» **Work instructions**
Copy the full listing, changing nothing.

» **Data section**
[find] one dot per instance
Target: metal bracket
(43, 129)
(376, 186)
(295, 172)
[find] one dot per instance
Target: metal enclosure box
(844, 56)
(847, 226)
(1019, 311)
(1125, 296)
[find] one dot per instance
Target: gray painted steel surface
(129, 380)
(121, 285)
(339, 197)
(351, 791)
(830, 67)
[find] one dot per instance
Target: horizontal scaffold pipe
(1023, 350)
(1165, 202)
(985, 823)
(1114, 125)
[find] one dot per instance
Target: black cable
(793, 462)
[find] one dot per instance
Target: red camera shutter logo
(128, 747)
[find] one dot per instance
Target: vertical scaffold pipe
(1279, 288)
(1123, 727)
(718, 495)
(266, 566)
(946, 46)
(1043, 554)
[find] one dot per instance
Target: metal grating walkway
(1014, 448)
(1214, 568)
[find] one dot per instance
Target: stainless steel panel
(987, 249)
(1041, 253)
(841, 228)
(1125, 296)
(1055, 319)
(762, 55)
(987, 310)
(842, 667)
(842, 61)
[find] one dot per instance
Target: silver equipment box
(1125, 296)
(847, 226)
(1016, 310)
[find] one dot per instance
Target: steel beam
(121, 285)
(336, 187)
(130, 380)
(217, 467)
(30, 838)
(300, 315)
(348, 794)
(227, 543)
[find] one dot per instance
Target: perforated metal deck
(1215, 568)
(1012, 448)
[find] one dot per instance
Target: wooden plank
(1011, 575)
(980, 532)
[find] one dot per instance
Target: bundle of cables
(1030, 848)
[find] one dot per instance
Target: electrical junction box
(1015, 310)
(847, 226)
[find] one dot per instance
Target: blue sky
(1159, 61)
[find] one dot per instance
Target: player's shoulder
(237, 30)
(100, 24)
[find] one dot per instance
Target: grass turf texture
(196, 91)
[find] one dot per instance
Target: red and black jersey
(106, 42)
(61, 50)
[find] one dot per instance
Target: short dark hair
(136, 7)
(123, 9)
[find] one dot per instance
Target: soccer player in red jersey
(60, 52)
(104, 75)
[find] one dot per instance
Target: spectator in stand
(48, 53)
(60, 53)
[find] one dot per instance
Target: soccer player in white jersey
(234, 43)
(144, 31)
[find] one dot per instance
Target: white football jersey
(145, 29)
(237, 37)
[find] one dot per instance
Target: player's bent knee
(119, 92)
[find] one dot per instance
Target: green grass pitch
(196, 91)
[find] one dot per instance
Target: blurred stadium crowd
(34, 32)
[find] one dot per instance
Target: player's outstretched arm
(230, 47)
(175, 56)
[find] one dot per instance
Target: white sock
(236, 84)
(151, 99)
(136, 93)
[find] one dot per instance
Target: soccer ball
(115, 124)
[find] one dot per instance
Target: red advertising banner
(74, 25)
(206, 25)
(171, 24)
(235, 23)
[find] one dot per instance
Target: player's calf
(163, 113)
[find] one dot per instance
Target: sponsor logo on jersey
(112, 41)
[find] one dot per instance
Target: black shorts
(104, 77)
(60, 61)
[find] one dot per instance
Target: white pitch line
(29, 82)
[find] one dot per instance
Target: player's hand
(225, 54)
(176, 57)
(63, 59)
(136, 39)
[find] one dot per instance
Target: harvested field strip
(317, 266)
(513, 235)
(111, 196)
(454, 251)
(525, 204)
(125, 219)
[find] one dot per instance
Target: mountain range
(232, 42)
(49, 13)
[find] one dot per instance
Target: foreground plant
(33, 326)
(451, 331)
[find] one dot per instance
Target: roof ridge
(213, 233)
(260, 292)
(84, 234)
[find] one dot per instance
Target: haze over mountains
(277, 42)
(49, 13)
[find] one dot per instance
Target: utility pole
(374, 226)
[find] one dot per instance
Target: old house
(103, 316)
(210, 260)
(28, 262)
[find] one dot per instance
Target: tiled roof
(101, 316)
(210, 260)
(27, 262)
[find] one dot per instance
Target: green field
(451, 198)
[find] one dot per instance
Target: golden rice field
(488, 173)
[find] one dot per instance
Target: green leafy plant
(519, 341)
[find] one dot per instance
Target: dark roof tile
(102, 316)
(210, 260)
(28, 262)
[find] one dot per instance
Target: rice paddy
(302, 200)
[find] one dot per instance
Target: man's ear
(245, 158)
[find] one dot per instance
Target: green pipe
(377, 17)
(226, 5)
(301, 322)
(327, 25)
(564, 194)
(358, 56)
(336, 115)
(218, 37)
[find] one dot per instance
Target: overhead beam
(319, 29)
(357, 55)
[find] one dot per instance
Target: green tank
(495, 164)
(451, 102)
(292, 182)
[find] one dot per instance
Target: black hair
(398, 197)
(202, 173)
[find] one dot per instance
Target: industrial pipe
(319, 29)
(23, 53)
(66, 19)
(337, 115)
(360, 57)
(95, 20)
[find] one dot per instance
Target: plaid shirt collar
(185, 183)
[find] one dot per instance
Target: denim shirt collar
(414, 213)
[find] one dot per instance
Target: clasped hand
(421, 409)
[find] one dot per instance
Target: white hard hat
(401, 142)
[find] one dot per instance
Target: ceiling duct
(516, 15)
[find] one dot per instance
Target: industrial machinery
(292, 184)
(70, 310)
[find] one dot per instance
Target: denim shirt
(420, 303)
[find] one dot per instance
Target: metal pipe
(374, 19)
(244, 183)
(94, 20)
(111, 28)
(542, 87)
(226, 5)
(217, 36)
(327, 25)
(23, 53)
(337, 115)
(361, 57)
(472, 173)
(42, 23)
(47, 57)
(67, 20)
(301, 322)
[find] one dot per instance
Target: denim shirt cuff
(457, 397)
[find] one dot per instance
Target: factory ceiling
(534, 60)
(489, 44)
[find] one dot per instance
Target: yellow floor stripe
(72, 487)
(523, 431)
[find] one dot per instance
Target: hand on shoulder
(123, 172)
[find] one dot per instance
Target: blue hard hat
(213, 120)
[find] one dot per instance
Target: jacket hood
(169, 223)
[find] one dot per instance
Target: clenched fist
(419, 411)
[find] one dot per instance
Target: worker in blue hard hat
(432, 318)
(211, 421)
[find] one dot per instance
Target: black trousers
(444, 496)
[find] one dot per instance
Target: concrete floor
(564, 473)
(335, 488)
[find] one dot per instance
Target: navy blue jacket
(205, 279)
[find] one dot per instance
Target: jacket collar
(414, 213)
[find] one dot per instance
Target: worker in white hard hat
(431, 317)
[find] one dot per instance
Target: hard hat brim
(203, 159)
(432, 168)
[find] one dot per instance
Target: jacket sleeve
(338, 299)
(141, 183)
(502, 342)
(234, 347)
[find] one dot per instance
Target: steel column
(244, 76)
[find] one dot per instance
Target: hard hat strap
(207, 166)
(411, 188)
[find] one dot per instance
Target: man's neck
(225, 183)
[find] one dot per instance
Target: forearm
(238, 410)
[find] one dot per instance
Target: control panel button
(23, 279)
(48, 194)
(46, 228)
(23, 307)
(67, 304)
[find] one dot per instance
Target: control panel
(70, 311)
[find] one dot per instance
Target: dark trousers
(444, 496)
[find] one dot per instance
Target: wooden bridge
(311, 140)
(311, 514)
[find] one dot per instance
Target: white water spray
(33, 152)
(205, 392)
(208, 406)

» **Your response**
[find] one dot per instance
Target: metal bracket
(43, 129)
(376, 186)
(295, 172)
[find] one dot per instance
Target: metal enclosure box
(844, 56)
(847, 226)
(1019, 311)
(1125, 296)
[find] one dot per instance
Target: gray painted steel surface
(129, 380)
(121, 285)
(339, 197)
(351, 791)
(830, 67)
[find] one dot per instance
Target: horizontal scaffold pipe
(1023, 350)
(1165, 202)
(985, 823)
(1114, 125)
[find] one dot per instance
Target: black cable
(793, 462)
[find] one dot per instance
Target: red camera shutter logo
(128, 747)
[find] one dot per instance
Target: vertical scaffold pipe
(1279, 288)
(1123, 727)
(718, 495)
(266, 566)
(946, 46)
(1043, 554)
[find] one dot per instance
Target: metal grating walkway
(1014, 448)
(1214, 568)
[find] one dot per instance
Target: stainless steel panel
(987, 249)
(1041, 253)
(841, 228)
(1125, 296)
(1055, 319)
(762, 55)
(987, 310)
(842, 667)
(842, 61)
[find] one dot per instance
Target: silver equipment box
(1125, 296)
(847, 226)
(1016, 310)
[find] one dot per instance
Target: steel beam
(121, 285)
(336, 187)
(130, 380)
(217, 467)
(30, 838)
(300, 315)
(348, 794)
(227, 543)
[find] one dot per instance
Target: perforated metal deck
(1215, 568)
(1012, 448)
[find] one dot per instance
Target: wooden plank
(1011, 575)
(980, 532)
[find] one dot per instance
Target: bundle of cables
(1030, 848)
[find] one dot per instance
Target: electrical junction box
(1015, 310)
(847, 226)
[find] one dot per instance
Target: blue sky
(1159, 61)
[find] one dot per instance
Target: player's shoulder
(237, 30)
(100, 24)
[find] one dot per instance
Target: grass turf texture
(196, 91)
[find] one dot per instance
Target: red and black jersey
(106, 42)
(61, 50)
[find] one dot per instance
Target: short dark hair
(136, 7)
(123, 9)
[find] one dot per instance
Target: soccer player in red jersey
(60, 52)
(104, 75)
[find] one dot per instance
Target: spectator in stand
(48, 53)
(60, 53)
[find] one dot per instance
Target: soccer player in white jersey
(234, 43)
(144, 31)
[find] one dot per instance
Target: white football jersey
(145, 29)
(237, 37)
[find] one dot per instance
Target: player's bent knee
(119, 92)
[find] one dot per instance
Target: green grass pitch
(196, 91)
[find] one dot per instance
Target: blurred stadium crowd
(34, 32)
[find] one dot per instance
Target: player's outstretched arm
(230, 47)
(175, 56)
[find] one dot per instance
Target: white sock
(236, 84)
(151, 99)
(136, 93)
[find] one dot per instance
Target: soccer ball
(115, 124)
[find] one dot per instance
Target: red advertising banner
(74, 25)
(206, 25)
(171, 24)
(235, 23)
[find] one dot per instance
Target: player's calf
(163, 113)
[find] one dot per instance
Target: sponsor logo on jersey
(112, 41)
[find] one dot per instance
Target: black shorts
(104, 77)
(60, 61)
[find] one dot per instance
Target: white pitch line
(29, 82)
[find] one dot per instance
Target: player's hand
(225, 54)
(176, 57)
(63, 59)
(136, 39)
[find] one dot per instance
Target: harvested field strip
(317, 266)
(513, 235)
(111, 196)
(454, 251)
(525, 204)
(125, 219)
[find] one dot per instance
Target: mountain range
(232, 42)
(49, 13)
[find] one dot per instance
Target: foreground plant
(33, 326)
(451, 331)
[find] one dot per instance
Target: roof ridge
(213, 233)
(260, 292)
(84, 234)
[find] one dot per instance
Target: haze over mountains
(277, 42)
(49, 13)
[find] one dot per instance
Target: utility pole
(374, 226)
[find] one dot per instance
Target: old house
(103, 316)
(210, 260)
(28, 262)
[find] one dot per instance
Target: tiled roof
(101, 316)
(210, 260)
(27, 262)
[find] one dot per instance
Target: green field
(451, 198)
[find] one dot per instance
Target: golden rice field
(488, 173)
[find] one dot per instance
Target: green leafy plant
(519, 341)
[find] one dot per instance
Target: dark roof tile
(102, 316)
(210, 260)
(28, 262)
[find] one dot per instance
Target: rice paddy
(302, 200)
[find] one dot per instance
Target: man's ear
(245, 158)
[find] one dot per instance
Target: green pipe
(377, 17)
(226, 5)
(301, 322)
(327, 25)
(564, 194)
(358, 56)
(336, 115)
(218, 37)
[find] one dot per instance
Target: overhead beam
(319, 29)
(357, 55)
[find] one dot per instance
Target: green tank
(495, 164)
(451, 102)
(292, 182)
[find] one dot per instance
Target: black hair
(398, 197)
(202, 173)
[find] one dot per instance
Target: industrial pipe
(319, 29)
(23, 53)
(66, 19)
(337, 115)
(360, 57)
(95, 20)
[find] one dot per instance
Target: plaid shirt collar
(185, 183)
[find] one dot per instance
Target: denim shirt collar
(414, 213)
[find] one dot per instance
Target: clasped hand
(421, 409)
[find] one dot per instance
Target: white hard hat
(401, 142)
[find] one dot per instance
Target: ceiling duct
(516, 15)
[find] one dot per instance
Target: industrial machinery
(292, 184)
(70, 310)
[find] one dot per instance
Target: denim shirt
(420, 303)
[find] one dot per instance
Target: metal pipe
(374, 19)
(244, 183)
(94, 20)
(111, 28)
(542, 87)
(226, 5)
(217, 36)
(327, 25)
(23, 53)
(337, 115)
(361, 57)
(472, 173)
(42, 23)
(47, 57)
(67, 20)
(301, 322)
[find] one dot per instance
Target: denim shirt cuff
(457, 397)
[find] one dot per instance
Target: factory ceiling
(534, 60)
(489, 44)
[find] one dot per instance
Target: yellow floor stripe
(72, 487)
(523, 431)
[find] one dot per instance
Target: hand on shoulder
(123, 172)
[find] one dot per instance
Target: blue hard hat
(213, 120)
[find] one dot per instance
Target: jacket hood
(169, 223)
[find] one dot per instance
Target: clenched fist
(419, 411)
[find] one dot per instance
Target: worker in blue hard hat
(432, 318)
(211, 421)
[find] one dot per instance
Target: black trousers
(444, 496)
[find] one dot per instance
Target: concrete floor
(564, 473)
(335, 488)
[find] one dot per instance
Target: navy blue jacket
(205, 279)
[find] one dot per instance
Target: jacket collar
(414, 213)
[find] one dot per instance
Target: worker in white hard hat
(431, 317)
[find] one dot per instance
Target: hard hat brim
(203, 159)
(432, 168)
[find] one dot per instance
Target: jacket sleeve
(338, 299)
(141, 183)
(502, 342)
(234, 347)
[find] one dot per instance
Target: steel column
(244, 76)
[find] one dot per instance
Target: hard hat strap
(207, 166)
(411, 188)
[find] one dot per instance
Target: man's neck
(225, 183)
[find] one dot per instance
Target: forearm
(238, 410)
[find] one dot per instance
Target: control panel button
(23, 279)
(48, 194)
(46, 228)
(23, 307)
(67, 304)
[find] one dot per instance
Target: control panel
(70, 311)
[find] one dot per instance
Target: dark trousers
(444, 496)
[find] one dot per instance
Target: wooden bridge
(311, 140)
(311, 514)
[find] one dot per instance
Target: white water spray
(33, 152)
(205, 392)
(208, 406)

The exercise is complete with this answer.